GOAL - Starting at the line that holds "# locate green foliage outside", copy every line exactly through the end of the data, and no others.

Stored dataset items
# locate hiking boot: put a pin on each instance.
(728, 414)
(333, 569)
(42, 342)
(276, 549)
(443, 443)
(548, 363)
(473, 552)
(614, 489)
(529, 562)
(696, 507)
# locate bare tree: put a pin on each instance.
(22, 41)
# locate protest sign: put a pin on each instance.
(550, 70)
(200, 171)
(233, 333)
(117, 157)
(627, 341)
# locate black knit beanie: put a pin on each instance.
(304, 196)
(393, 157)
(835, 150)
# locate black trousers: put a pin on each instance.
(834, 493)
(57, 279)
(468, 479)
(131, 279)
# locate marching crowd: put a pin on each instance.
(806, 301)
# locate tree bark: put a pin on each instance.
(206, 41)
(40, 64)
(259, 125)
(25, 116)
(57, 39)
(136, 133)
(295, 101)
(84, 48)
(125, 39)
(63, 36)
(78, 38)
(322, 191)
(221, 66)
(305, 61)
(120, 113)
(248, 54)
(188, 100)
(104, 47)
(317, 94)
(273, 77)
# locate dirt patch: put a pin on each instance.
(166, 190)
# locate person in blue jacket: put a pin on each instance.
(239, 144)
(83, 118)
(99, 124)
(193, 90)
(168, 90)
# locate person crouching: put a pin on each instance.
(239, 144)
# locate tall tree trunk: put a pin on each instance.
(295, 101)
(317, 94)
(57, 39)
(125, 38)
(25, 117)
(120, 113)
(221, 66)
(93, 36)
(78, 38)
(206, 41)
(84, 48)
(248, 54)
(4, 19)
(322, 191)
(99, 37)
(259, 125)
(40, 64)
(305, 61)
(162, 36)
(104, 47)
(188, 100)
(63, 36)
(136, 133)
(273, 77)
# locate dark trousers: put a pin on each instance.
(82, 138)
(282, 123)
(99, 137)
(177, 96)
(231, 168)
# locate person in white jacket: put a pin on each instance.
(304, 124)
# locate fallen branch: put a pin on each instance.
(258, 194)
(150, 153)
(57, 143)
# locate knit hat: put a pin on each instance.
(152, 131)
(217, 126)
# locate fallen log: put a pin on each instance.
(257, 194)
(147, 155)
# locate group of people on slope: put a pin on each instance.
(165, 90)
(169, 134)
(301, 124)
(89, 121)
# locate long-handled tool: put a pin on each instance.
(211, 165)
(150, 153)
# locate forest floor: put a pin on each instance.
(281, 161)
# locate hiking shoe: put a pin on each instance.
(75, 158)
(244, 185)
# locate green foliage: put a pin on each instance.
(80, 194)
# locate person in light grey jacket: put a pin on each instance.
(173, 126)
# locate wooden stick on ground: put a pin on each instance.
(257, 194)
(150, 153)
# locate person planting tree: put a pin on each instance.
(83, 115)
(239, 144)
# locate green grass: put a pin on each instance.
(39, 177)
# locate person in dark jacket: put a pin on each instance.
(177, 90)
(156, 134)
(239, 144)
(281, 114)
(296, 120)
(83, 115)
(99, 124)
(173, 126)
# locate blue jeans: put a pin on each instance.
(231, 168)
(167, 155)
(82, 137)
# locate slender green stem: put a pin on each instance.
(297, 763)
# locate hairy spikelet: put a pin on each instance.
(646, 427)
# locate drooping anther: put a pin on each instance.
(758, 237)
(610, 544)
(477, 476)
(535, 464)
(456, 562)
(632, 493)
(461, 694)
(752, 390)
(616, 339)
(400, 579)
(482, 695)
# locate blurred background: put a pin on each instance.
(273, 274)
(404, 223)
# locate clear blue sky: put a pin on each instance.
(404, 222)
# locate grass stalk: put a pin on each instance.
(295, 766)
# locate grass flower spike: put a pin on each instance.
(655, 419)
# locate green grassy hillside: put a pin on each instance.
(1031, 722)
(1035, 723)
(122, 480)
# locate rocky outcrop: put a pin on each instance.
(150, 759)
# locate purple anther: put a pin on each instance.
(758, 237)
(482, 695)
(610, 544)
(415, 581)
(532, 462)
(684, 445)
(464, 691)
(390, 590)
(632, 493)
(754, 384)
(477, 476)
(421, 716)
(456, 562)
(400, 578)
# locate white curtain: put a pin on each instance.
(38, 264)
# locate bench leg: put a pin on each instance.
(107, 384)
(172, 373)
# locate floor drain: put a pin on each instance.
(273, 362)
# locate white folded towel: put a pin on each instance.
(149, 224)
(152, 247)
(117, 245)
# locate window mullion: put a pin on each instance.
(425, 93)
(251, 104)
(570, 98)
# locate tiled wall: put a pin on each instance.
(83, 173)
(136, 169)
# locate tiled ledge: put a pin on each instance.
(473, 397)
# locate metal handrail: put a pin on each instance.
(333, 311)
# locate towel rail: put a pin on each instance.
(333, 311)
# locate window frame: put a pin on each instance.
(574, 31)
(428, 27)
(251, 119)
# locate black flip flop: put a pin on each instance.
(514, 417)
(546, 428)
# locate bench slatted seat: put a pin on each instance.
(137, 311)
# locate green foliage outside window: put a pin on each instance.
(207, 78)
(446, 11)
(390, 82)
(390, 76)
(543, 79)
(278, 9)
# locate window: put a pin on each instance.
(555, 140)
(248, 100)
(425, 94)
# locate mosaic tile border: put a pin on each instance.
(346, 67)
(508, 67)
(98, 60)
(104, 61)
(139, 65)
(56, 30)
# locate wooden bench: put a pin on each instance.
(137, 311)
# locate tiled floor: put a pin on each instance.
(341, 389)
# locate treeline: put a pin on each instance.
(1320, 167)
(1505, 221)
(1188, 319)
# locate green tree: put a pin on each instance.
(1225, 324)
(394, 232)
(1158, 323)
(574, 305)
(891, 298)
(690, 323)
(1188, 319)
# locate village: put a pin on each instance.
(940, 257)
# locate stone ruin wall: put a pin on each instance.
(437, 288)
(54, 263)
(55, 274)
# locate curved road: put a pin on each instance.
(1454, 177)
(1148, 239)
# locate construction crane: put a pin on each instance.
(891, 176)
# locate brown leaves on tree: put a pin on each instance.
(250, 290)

THE OUTPUT -
# locate green foliage outside window: put a pin on each instance.
(207, 78)
(446, 11)
(390, 82)
(390, 76)
(543, 79)
(278, 9)
# locate window: put a pin on each instance.
(555, 140)
(248, 100)
(425, 94)
# locate mosaic tile border: put a pin on each instance.
(346, 67)
(508, 67)
(98, 60)
(104, 61)
(139, 65)
(56, 30)
# locate wooden bench: put a pin on each instance.
(137, 311)
# locate tiled floor: put a pin on each instance.
(341, 389)
# locate treeline: put a pin on each instance.
(1320, 167)
(1505, 221)
(1188, 319)
# locate green tree: put a pin on each instance.
(1225, 324)
(394, 232)
(1158, 323)
(574, 305)
(891, 298)
(690, 323)
(1188, 319)
# locate village: put a pin on each instance.
(940, 257)
# locate stone ruin wall: put a pin on each instance.
(437, 288)
(54, 263)
(55, 274)
# locate curved road: put a pin on each instance.
(1454, 177)
(1148, 239)
# locate construction crane: put a pin on each instance.
(891, 176)
# locate brown leaves on tree: put a pin on each instance.
(250, 290)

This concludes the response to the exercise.